*Task brief*: Transcribe the full listing below exactly.

*Data listing*:
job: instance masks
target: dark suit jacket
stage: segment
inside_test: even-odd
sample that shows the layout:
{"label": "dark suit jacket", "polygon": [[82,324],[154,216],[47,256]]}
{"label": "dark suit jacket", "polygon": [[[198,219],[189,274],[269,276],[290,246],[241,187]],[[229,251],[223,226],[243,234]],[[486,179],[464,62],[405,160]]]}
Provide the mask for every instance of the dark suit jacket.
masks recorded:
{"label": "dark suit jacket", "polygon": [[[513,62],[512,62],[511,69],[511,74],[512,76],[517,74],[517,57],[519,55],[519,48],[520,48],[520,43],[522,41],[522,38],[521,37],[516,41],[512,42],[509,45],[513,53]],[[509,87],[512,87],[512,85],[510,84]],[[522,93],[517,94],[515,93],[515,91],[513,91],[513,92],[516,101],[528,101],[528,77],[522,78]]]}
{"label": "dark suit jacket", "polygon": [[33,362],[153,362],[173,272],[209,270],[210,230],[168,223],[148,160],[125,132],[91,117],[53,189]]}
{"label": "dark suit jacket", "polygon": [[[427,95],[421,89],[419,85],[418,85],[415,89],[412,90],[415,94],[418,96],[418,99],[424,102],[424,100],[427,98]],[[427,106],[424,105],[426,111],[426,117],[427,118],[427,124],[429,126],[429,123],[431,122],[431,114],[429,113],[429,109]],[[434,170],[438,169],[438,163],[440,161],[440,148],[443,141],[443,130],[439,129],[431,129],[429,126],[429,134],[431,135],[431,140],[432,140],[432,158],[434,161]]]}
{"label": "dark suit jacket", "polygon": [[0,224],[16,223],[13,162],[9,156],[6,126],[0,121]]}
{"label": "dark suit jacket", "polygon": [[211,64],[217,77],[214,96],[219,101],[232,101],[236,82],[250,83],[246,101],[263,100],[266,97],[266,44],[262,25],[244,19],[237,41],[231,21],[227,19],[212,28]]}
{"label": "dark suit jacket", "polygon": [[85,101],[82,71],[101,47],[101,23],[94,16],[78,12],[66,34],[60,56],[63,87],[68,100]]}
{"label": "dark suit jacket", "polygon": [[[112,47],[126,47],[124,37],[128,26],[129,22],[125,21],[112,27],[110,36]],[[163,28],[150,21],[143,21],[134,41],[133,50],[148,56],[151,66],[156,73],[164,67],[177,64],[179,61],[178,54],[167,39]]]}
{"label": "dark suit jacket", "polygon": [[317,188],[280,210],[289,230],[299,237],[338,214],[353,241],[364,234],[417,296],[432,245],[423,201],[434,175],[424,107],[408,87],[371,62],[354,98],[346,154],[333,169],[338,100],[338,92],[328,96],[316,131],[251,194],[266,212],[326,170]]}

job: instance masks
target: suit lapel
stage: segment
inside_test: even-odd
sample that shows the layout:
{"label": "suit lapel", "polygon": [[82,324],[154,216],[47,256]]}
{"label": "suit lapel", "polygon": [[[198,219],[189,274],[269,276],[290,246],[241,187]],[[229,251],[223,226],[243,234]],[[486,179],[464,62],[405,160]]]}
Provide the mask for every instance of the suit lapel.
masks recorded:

*Output*:
job: instance masks
target: dark suit jacket
stage: segment
inside_test: even-odd
sample that shows the layout:
{"label": "dark suit jacket", "polygon": [[82,324],[154,216],[47,256]]}
{"label": "dark suit jacket", "polygon": [[[198,219],[189,274],[269,276],[290,246],[241,187]],[[229,251],[223,226],[243,234]],[[486,179],[464,62],[405,160]]]}
Provide the mask for every instance of the dark suit jacket.
masks recorded:
{"label": "dark suit jacket", "polygon": [[[513,62],[512,62],[511,69],[511,74],[512,76],[517,74],[517,57],[519,55],[519,48],[520,48],[520,43],[522,41],[522,38],[521,37],[516,41],[512,42],[509,45],[513,53]],[[509,87],[512,87],[512,85],[510,84]],[[522,93],[517,94],[515,93],[515,91],[513,91],[513,92],[516,101],[528,101],[528,77],[522,78]]]}
{"label": "dark suit jacket", "polygon": [[33,362],[153,362],[173,272],[209,270],[210,230],[168,223],[148,160],[125,132],[91,117],[53,189]]}
{"label": "dark suit jacket", "polygon": [[[427,95],[421,89],[419,85],[418,85],[415,89],[412,90],[415,94],[418,96],[418,99],[424,102],[424,100],[427,98]],[[427,106],[424,105],[426,111],[426,117],[427,118],[427,124],[429,126],[429,123],[431,122],[431,114],[429,113],[429,109]],[[434,170],[438,169],[438,163],[440,161],[440,148],[443,141],[443,130],[439,129],[431,129],[429,126],[429,134],[431,135],[431,140],[432,140],[432,158],[434,161]]]}
{"label": "dark suit jacket", "polygon": [[0,224],[16,223],[13,162],[9,156],[6,126],[0,121]]}
{"label": "dark suit jacket", "polygon": [[211,64],[217,77],[214,96],[219,101],[232,101],[236,82],[250,83],[246,101],[263,100],[266,97],[266,44],[262,25],[244,19],[237,41],[231,21],[227,19],[212,28]]}
{"label": "dark suit jacket", "polygon": [[85,101],[82,71],[101,47],[101,23],[94,16],[78,12],[66,34],[60,56],[63,87],[68,100]]}
{"label": "dark suit jacket", "polygon": [[[112,47],[126,47],[124,37],[128,26],[129,22],[125,21],[112,27],[110,36]],[[163,28],[150,21],[143,21],[134,41],[133,50],[148,56],[151,66],[156,73],[164,67],[177,64],[179,61],[178,54],[167,39]]]}
{"label": "dark suit jacket", "polygon": [[317,188],[280,210],[289,230],[299,237],[338,214],[353,241],[364,234],[417,296],[432,245],[423,201],[434,175],[424,107],[408,87],[371,62],[354,98],[346,154],[333,169],[338,100],[338,92],[328,96],[316,131],[251,194],[266,212],[326,170]]}

job: instance masks
target: suit lapel
stage: segment
inside_test: even-odd
sample that shows the layout:
{"label": "suit lapel", "polygon": [[82,324],[154,216],[47,256]]}
{"label": "suit lapel", "polygon": [[[198,219],[189,274],[269,276],[290,246],[241,187]],[[229,251],[223,226],[243,234]],[[486,179],[464,62],[405,160]]]}
Provide the mask for every instance of the suit lapel.
masks recorded:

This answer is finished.